- **Given passage**
— Begin —

Longest Common Subsequence(LCS)
Approach 1 : Recursion 
class Solution {
public static void main(String[] args) {
String s1 = "AGGTAB", s2 = "GXTXAYB";
int m = s1.length(), n = s2.length();
int lcs = solve(m-1, n-1, s1, s2);
System.out.println("Length of LCS = " + lcs);
}
public static int solve(int i, int j, String s1, String s2){
// base case
if(i < 0 || j < 0)
return 0;
// if the current characters of both strings match,
// then lcs length = 1 + lcs length for remaining part of these strings
if(s1.charAt(i) == s2.charAt(j))
return 1 + solve(i-1, j-1, s1, s2);
return Math.max(solve(i-1, j, s1, s2), solve(i, j-1, s1, s2));
}
}
-
Time Complexity : O(2m*n) where m and n are the length of the two strings
-
Space Complexity : O(max(m,n)) where m and n are the length of the two strings
Approach 2 : Memoization 
-
Time Complexity : O(m*n) where m and n are the length of the two strings
-
Space Complexity : O(m*n) where m and n are the length of the two strings
Approach 3 : Tabulation
class Solution {
public static void main(String[] args) {
String s1 = "ABCDGH", s2 = "AEDFHR";
int m = s1.length(), n = s2.length();
int[][] dp = new int[m + 1][n + 1];
for(int i = 0; i < m + 1; i++){
for(int j = 0; j < n + 1; j++){
if(i == 0 || j == 0)

— End —

- **Supplied material**
— Begin —

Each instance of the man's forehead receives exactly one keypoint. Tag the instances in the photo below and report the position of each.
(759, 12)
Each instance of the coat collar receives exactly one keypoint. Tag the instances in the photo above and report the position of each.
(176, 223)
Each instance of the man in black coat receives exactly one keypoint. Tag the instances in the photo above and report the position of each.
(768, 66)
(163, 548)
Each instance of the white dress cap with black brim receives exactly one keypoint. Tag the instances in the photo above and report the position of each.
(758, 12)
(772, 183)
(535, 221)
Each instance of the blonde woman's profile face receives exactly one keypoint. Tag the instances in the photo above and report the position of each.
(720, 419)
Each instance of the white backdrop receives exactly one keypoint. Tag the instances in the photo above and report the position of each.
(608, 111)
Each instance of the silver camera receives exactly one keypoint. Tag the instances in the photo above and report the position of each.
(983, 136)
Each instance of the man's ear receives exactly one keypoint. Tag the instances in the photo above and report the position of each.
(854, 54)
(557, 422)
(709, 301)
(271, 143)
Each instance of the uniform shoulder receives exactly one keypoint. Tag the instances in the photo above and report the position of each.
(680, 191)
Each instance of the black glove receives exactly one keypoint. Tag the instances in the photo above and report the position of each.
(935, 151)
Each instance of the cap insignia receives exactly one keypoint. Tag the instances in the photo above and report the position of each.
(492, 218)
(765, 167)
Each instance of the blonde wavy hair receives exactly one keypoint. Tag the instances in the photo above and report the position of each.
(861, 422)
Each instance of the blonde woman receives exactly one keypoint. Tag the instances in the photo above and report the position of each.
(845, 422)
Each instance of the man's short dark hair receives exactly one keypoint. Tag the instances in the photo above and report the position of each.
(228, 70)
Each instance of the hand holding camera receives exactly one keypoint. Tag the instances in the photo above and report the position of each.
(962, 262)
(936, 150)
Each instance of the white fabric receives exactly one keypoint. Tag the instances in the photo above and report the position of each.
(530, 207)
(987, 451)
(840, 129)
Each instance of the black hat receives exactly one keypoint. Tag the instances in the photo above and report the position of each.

— End —

- **Objectives**
a - Rewrite the longest common subsequence text starting at "Longest Common Subsequence(LCS)" and ending at "if(i < 0 || j < 0)", with "solve" changed to "recurse".
b - Resume the longest common subsequence text from its final line onward.

- **In response**
a -
Longest Common Subsequence(LCS)
Approach 1 : Recursion 
class Solution {
public static void main(String[] args) {
String s1 = "AGGTAB", s2 = "GXTXAYB";
int m = s1.length(), n = s2.length();
int lcs = recurse(m-1, n-1, s1, s2);
System.out.println("Length of LCS = " + lcs);
}
public static int recurse(int i, int j, String s1, String s2){
// base case
if(i < 0 || j < 0)

b -
dp[i][j] = 0;
else if(s1.charAt(i-1) == s2.charAt(j-1))
dp[i][j] = 1 + dp[i-1][j-1];
else
dp[i][j] = Math.max(dp[i-1][j], dp[i][j-1]);
}
}
int lcs = dp[m][n];
System.out.println("Length of LCS : " + dp[m][n]);
char[] str = new char[lcs];
int i = m, j = n;
while(i > 0 && j > 0){
if(dp[i-1][j] == dp[i][j])
i--;
else if(dp[i][j-1] == dp[i][j])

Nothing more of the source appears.